編輯嚴選
《武俠故事》第一三七期

2019/05/20閱讀時間約 21 分鐘

       沈默專訪

武俠是日常與身體的總和

──沈默與《劍如時光》

文字:林夢媧
攝影:王志元
視覺企劃:王志元、林夢媧
耗時五年完成與製作的《劍如時光》,是沈默歷經生活起伏變化與身體多重耗損,仍堅持書寫至今的代表作,在此之前,已出版超過四十本武俠小說,始終在武俠的道路上勤懇前行,不棄不逃。從1999年到2019年,沈默恰好出道二十週年,正踏進創作生涯極重要的分水嶺上。身為賢內助,見先生如此努力辛苦出書,也希望貢獻一二,如此這般,太太林夢媧決定就近貼身採訪,一探四十二萬字的奧妙玄奇。
▉小說家的妄想:日常全部都是武俠
武俠人沈默工作的方式,和練功並無二致,早上八點準時起身,無視床上嬌妻的召喚與誘惑,風雨無阻地執行每日固定行程,過年過節全視為無物,休假這回事,對他來說是匪夷所思的,小說家最愛說:「意志力是所有創作的關鍵,沒有持續就沒有累積。你必須一直一直把自己推向極限,時時刻刻保持身心敏銳的狀態。沒有等一下或明天寫這種事,只有現在,當下,此刻。只有貫徹意志,運氣才有可能站在你這邊。」每次聽他開始碎碎念意志與創作的關係,太太就覺得好像正在被訓示。
對沈默來說,日子是從咖啡開始的,如果沒有出門投籃運動、訓練身體,這時候起床的太太,會目睹一位內在工作運轉模式準備啟動的武俠小說家,在廚房裡伏地挺身與拉筋。
同時,瓦斯爐上的水慢慢沸騰,微波爐裡也有早餐在加熱。他磨好豆子後靜置五到十分鐘,準備濾紙、濾杯、咖啡杯盤組及溫度計,以不低於九十度的水溫,穩定注水,在達到預定液量前,保持耐心重複滑圈。每天兩杯手沖咖啡,可以令高速運作的沈默,扣除午休、吃飯,持續穩定工作四到六小時。可是一旦超過工時或者工作密度過高,導致身體超常發揮而不適的話,則會引發太太在微笑中即刻暴怒獸化的可能。太太真心覺得,小說家的問題,就是不懂得什麼叫做放鬆,總是在日常中把自己逼向臨界點。

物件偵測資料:

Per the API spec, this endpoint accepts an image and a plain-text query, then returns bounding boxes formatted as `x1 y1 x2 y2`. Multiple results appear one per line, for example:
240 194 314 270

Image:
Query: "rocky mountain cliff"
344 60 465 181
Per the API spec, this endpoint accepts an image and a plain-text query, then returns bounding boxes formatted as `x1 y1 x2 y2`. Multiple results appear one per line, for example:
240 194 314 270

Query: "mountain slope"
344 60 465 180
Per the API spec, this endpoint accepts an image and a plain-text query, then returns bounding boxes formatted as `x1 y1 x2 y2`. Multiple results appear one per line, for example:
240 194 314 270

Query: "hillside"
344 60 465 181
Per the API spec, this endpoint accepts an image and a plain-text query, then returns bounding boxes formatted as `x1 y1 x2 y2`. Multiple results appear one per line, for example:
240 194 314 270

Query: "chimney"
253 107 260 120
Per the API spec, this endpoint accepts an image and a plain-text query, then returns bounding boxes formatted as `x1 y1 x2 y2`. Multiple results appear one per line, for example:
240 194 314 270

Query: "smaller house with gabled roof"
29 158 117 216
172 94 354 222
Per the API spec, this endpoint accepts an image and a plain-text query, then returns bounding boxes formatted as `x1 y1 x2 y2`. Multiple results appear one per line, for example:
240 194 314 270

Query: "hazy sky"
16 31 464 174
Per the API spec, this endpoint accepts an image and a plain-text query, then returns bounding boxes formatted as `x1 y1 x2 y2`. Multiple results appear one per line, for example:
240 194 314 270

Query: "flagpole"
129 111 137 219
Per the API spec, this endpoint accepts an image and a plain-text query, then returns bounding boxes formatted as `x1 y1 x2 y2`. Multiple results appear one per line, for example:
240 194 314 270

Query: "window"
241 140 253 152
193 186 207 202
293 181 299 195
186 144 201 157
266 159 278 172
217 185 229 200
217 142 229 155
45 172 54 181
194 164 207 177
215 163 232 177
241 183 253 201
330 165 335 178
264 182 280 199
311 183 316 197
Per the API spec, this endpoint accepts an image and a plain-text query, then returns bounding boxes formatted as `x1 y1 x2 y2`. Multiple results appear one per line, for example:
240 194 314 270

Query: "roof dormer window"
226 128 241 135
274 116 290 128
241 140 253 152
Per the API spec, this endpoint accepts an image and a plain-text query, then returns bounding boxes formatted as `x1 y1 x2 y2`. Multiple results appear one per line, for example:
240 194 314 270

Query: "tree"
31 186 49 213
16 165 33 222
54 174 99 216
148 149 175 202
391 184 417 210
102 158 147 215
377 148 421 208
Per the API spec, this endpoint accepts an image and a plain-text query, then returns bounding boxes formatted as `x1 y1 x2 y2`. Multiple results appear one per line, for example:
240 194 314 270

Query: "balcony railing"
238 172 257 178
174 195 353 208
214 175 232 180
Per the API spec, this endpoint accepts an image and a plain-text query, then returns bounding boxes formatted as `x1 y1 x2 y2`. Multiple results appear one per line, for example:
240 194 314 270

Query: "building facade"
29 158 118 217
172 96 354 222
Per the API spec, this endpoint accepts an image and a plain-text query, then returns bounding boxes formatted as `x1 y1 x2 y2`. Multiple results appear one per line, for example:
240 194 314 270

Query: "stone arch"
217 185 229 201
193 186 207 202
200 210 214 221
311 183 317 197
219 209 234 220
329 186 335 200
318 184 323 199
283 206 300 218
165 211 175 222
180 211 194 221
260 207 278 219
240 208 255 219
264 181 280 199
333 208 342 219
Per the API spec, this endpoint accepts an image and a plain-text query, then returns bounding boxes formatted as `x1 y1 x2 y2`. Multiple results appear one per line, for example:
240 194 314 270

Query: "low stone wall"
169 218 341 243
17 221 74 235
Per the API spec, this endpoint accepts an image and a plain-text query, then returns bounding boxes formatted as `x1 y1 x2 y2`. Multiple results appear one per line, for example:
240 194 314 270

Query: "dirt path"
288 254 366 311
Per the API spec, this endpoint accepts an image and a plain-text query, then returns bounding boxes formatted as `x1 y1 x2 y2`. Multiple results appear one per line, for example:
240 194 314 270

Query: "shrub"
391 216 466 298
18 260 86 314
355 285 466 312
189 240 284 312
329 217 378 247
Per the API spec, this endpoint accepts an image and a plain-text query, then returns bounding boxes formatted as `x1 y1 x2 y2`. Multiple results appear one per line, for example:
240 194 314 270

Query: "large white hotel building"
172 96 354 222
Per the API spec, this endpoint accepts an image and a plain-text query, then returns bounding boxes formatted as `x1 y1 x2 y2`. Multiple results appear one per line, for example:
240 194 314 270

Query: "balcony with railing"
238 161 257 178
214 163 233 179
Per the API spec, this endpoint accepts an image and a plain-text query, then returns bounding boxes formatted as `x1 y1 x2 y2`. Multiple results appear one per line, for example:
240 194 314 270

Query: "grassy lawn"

指示 A → 在上方的沈默專訪中,《劍如時光》耗時幾年完成與製作?
指示 B → 接著上方沈默專訪的最後一句往下續寫。

任務回應 A → 五年。

任務回應 B →
深信對決與鍛鍊的價值,不停壓迫自己,沈默排斥舒適與不清醒,不抽菸、不喝酒,抗拒任何形式的耍廢、軟弱。除了書寫和閱讀,沈默真心喜歡的只有讓人提神振奮的咖啡,還限定在非手沖咖啡不喝。當然也不可能去狂歡娛樂。工作的時候,多給他一個支撐腰部的靠枕,都會被嚴正拒絕,就連約會看電影也不放過自己,以及無辜的太太
看完電影沈默開口的第一句話,必定是:「你覺得剛剛那部電影怎麼樣?喜歡嗎?喜歡什麼?」若是太太沒有張口就是五百字以上的正經觀影心得,架構完整,小說家就會嚴肅皺眉教訓:「妳應該好好訓練自己,精準地表達核心。妳這樣說,除了我沒人聽得懂妳在說的意思。」這種時候,太太的顏面神經往往無法作用,只想要一個人靜一靜。
而小說家另外在生活中最常說的就是:「我看什麼都是武俠。一張椅子、一隻貓、一群飛過的鳥,都是武俠。」太太得承認,第一次聽沈默這麼說,忍不住想,這人是不是有妄想症?但從《天敵》到《劍如時光》,確實看得到他把眼前的事物轉換到武俠世界的作法,比如《七大寇紀事》暗渡中國六四天安門事件,又或《在地獄》寫著台灣人日以繼夜在面對的漂流感。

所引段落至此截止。